#### [Task goal]
Repeat word for word the line with "Would you be able to indicate the bus step" and every line after it until the records below run out.

--- start of Given information ---

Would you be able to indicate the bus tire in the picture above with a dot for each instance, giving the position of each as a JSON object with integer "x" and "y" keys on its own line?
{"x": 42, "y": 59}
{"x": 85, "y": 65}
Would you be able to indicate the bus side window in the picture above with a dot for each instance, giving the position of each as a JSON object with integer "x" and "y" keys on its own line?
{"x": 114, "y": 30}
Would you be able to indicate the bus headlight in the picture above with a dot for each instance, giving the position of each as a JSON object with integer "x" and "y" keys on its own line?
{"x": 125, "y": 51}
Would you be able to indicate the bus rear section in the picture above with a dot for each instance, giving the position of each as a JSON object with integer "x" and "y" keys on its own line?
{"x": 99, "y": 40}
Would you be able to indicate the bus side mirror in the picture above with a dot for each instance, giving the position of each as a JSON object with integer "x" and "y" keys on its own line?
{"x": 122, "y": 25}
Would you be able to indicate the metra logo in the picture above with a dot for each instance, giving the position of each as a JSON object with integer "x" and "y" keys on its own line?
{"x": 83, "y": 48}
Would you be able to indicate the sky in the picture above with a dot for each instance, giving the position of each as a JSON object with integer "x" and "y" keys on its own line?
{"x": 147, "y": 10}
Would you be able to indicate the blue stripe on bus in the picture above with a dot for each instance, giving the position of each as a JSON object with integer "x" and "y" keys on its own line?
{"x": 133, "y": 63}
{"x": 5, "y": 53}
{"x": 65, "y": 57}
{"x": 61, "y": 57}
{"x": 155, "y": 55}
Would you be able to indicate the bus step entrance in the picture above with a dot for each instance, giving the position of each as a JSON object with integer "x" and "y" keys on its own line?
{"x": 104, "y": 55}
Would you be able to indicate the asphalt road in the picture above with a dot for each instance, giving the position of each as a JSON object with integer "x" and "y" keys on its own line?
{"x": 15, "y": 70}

--- end of Given information ---

#### [The answer]
Would you be able to indicate the bus step entrance in the picture above with a dot for each instance, giving the position of each as a JSON object with integer "x" and "y" keys on its own line?
{"x": 104, "y": 55}
Would you be able to indicate the asphalt road in the picture above with a dot for each instance, giving the position of each as a JSON object with integer "x" and "y" keys on its own line?
{"x": 15, "y": 70}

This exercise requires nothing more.